* [Data section]
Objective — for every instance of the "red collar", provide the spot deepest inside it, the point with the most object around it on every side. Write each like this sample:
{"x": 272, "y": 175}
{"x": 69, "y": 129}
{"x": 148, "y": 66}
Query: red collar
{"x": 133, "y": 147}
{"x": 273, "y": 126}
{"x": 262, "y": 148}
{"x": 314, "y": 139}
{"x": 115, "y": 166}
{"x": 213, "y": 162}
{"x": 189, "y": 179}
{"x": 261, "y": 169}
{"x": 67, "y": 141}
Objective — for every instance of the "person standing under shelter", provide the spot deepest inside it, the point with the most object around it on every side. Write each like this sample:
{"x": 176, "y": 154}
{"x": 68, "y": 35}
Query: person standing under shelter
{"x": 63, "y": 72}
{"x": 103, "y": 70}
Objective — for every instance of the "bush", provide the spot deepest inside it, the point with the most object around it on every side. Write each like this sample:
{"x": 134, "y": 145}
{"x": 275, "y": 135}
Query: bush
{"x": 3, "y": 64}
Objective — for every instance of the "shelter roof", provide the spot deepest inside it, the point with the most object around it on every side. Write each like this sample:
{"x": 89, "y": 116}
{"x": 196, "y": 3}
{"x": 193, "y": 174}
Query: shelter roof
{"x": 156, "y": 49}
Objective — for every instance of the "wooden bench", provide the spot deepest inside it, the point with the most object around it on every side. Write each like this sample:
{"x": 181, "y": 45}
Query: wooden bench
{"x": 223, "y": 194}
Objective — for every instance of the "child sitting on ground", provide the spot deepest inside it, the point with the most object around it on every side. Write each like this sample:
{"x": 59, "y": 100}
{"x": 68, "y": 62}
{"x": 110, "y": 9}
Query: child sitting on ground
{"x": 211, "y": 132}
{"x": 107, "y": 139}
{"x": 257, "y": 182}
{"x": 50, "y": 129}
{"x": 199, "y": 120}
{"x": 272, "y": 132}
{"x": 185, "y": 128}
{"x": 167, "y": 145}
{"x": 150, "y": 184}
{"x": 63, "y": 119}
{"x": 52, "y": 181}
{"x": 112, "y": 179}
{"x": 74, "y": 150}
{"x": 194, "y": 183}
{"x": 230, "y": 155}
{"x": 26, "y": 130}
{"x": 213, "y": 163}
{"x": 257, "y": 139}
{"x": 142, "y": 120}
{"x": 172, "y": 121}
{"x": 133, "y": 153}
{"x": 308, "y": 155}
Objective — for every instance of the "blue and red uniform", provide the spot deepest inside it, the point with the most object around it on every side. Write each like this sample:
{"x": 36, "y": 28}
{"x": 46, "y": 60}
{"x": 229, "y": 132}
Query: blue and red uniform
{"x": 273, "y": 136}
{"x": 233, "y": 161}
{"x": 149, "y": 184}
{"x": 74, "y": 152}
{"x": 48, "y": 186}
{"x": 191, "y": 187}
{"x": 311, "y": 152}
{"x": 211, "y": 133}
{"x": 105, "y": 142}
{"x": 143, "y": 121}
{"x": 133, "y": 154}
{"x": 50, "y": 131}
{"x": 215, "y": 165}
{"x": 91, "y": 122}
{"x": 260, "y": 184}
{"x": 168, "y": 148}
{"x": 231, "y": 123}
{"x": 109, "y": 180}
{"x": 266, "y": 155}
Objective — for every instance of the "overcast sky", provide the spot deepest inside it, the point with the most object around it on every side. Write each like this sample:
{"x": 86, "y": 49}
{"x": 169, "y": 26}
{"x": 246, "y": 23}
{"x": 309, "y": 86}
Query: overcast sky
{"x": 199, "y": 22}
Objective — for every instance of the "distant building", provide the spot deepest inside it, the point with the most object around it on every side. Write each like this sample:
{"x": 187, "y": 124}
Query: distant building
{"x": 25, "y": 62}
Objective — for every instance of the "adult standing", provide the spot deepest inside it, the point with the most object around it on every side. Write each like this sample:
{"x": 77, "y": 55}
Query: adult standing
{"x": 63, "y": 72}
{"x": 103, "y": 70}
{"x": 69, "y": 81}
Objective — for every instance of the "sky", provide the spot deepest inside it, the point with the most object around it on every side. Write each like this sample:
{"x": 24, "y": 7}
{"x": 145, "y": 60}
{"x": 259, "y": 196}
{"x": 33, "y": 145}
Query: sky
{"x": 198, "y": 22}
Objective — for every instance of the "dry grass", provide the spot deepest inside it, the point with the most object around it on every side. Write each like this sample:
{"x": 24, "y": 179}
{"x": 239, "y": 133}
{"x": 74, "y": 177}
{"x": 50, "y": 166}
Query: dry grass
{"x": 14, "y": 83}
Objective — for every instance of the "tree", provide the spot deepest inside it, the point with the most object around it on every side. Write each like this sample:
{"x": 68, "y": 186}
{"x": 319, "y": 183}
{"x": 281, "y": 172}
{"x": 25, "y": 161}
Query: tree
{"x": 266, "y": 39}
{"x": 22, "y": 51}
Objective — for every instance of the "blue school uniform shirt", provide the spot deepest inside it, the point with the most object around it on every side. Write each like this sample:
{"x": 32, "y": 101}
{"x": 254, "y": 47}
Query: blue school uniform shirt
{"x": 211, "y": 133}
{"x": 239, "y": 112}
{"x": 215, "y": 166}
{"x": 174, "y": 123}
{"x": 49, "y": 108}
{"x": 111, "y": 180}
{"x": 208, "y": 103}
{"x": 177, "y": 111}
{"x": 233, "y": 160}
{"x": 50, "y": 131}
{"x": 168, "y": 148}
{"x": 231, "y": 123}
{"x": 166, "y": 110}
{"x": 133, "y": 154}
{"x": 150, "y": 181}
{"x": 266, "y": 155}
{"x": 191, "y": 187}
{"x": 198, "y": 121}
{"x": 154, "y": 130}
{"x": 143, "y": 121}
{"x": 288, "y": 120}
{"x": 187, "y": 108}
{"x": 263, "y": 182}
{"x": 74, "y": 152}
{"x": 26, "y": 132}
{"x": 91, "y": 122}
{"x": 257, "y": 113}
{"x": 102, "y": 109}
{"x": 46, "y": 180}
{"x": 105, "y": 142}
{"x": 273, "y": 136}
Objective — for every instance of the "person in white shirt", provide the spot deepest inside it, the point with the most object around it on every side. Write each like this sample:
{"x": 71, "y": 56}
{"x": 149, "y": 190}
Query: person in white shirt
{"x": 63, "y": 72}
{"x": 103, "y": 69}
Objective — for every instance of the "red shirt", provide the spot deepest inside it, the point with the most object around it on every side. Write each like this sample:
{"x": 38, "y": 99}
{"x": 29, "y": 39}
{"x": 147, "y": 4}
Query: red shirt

* [What you will do] Could you transcribe the records in full, exactly?

* [Exercise result]
Objective — for every instance of the "red collar", provide the spot deepest inside it, the point with the most object around it on every side. Write each like this sample:
{"x": 272, "y": 175}
{"x": 69, "y": 129}
{"x": 148, "y": 66}
Query: red collar
{"x": 133, "y": 147}
{"x": 273, "y": 126}
{"x": 262, "y": 148}
{"x": 314, "y": 139}
{"x": 115, "y": 166}
{"x": 213, "y": 162}
{"x": 189, "y": 179}
{"x": 261, "y": 169}
{"x": 67, "y": 141}
Objective — for every instance of the "person standing under shelter", provide the spot deepest inside it, the point with the most object around it on every side. Write each like this sample:
{"x": 176, "y": 154}
{"x": 68, "y": 35}
Query: person standing under shelter
{"x": 63, "y": 72}
{"x": 103, "y": 70}
Objective — for every instance of the "bush", provide the spot deepest inside it, the point with the most object around it on every side. Write each like this sample:
{"x": 134, "y": 145}
{"x": 275, "y": 135}
Query: bush
{"x": 3, "y": 64}
Objective — for every instance of the "shelter roof", provide the spot deepest inside it, the point with the most object around it on every side. Write each like this sample:
{"x": 89, "y": 116}
{"x": 196, "y": 3}
{"x": 193, "y": 174}
Query: shelter roof
{"x": 156, "y": 49}
Objective — for every instance of the "wooden bench", provide the spot deepest inside it, the point with the most object around it on every side. Write each like this sample:
{"x": 181, "y": 45}
Query: wooden bench
{"x": 223, "y": 194}
Objective — for every instance of the "child sitting on ground", provide the spot deepest inside it, the point with the most object around it on every side. Write each like this sample:
{"x": 59, "y": 100}
{"x": 68, "y": 62}
{"x": 110, "y": 9}
Query: child sitting on ground
{"x": 211, "y": 132}
{"x": 107, "y": 139}
{"x": 257, "y": 182}
{"x": 50, "y": 129}
{"x": 199, "y": 120}
{"x": 272, "y": 132}
{"x": 185, "y": 128}
{"x": 167, "y": 145}
{"x": 150, "y": 184}
{"x": 63, "y": 119}
{"x": 52, "y": 181}
{"x": 112, "y": 179}
{"x": 74, "y": 150}
{"x": 194, "y": 183}
{"x": 230, "y": 155}
{"x": 26, "y": 130}
{"x": 213, "y": 163}
{"x": 257, "y": 139}
{"x": 142, "y": 120}
{"x": 172, "y": 121}
{"x": 133, "y": 153}
{"x": 308, "y": 155}
Objective — for every instance of the "blue and red uniform", provide the spot deepest inside it, the point with the most object around it on every side. Write each like this sample:
{"x": 36, "y": 28}
{"x": 46, "y": 60}
{"x": 229, "y": 132}
Query: blue and red uniform
{"x": 273, "y": 136}
{"x": 233, "y": 161}
{"x": 149, "y": 184}
{"x": 74, "y": 152}
{"x": 48, "y": 186}
{"x": 191, "y": 187}
{"x": 311, "y": 152}
{"x": 211, "y": 133}
{"x": 105, "y": 142}
{"x": 143, "y": 121}
{"x": 133, "y": 154}
{"x": 50, "y": 131}
{"x": 215, "y": 165}
{"x": 91, "y": 122}
{"x": 260, "y": 184}
{"x": 168, "y": 148}
{"x": 231, "y": 123}
{"x": 109, "y": 180}
{"x": 266, "y": 155}
Objective — for every instance of the "overcast sky", provide the spot deepest inside it, the point with the most object around it on every side. Write each like this sample:
{"x": 86, "y": 49}
{"x": 169, "y": 26}
{"x": 246, "y": 23}
{"x": 309, "y": 86}
Query: overcast sky
{"x": 199, "y": 22}
Objective — for every instance of the "distant building", provide the spot deepest inside it, the point with the most object around it on every side. Write each like this sample:
{"x": 187, "y": 124}
Query: distant building
{"x": 25, "y": 62}
Objective — for every instance of the "adult standing", provide the spot deepest inside it, the point with the most object around it on every side. Write each like this sample:
{"x": 77, "y": 55}
Query: adult standing
{"x": 63, "y": 72}
{"x": 103, "y": 70}
{"x": 69, "y": 81}
Objective — for every instance of the "sky", provide the spot deepest inside it, the point with the most object around it on every side. Write each like this sample:
{"x": 24, "y": 7}
{"x": 145, "y": 60}
{"x": 259, "y": 196}
{"x": 33, "y": 145}
Query: sky
{"x": 198, "y": 22}
Objective — for every instance of the "dry grass", provide the spot deepest inside it, the point with the most object around it on every side. Write each like this sample:
{"x": 24, "y": 179}
{"x": 239, "y": 133}
{"x": 74, "y": 177}
{"x": 50, "y": 166}
Query: dry grass
{"x": 14, "y": 83}
Objective — for every instance of the "tree", provide the spot deepest inside it, the point with the most object around it on every side. Write each like this sample:
{"x": 68, "y": 186}
{"x": 319, "y": 183}
{"x": 281, "y": 172}
{"x": 25, "y": 161}
Query: tree
{"x": 266, "y": 39}
{"x": 22, "y": 51}
Objective — for every instance of the "blue school uniform shirt", provide the spot deepest inside it, the point with the most object around it on every side. Write each like this sample:
{"x": 32, "y": 101}
{"x": 254, "y": 47}
Query: blue school uniform shirt
{"x": 211, "y": 133}
{"x": 239, "y": 112}
{"x": 215, "y": 166}
{"x": 174, "y": 123}
{"x": 49, "y": 108}
{"x": 111, "y": 180}
{"x": 208, "y": 103}
{"x": 177, "y": 111}
{"x": 233, "y": 160}
{"x": 50, "y": 131}
{"x": 168, "y": 148}
{"x": 231, "y": 123}
{"x": 166, "y": 110}
{"x": 133, "y": 154}
{"x": 150, "y": 181}
{"x": 266, "y": 155}
{"x": 191, "y": 187}
{"x": 198, "y": 121}
{"x": 154, "y": 130}
{"x": 143, "y": 121}
{"x": 288, "y": 120}
{"x": 187, "y": 108}
{"x": 263, "y": 182}
{"x": 74, "y": 152}
{"x": 26, "y": 132}
{"x": 91, "y": 122}
{"x": 257, "y": 113}
{"x": 102, "y": 109}
{"x": 46, "y": 180}
{"x": 105, "y": 142}
{"x": 273, "y": 136}
Objective — for every instance of the "person in white shirt", provide the spot deepest inside it, the point with the most object around it on every side. Write each like this sample:
{"x": 71, "y": 56}
{"x": 149, "y": 190}
Query: person in white shirt
{"x": 63, "y": 72}
{"x": 103, "y": 69}
Objective — for every instance of the "red shirt", provide the spot deepest inside it, the point with the most object around it on every side. Write each like this sample:
{"x": 38, "y": 99}
{"x": 29, "y": 39}
{"x": 147, "y": 4}
Query: red shirt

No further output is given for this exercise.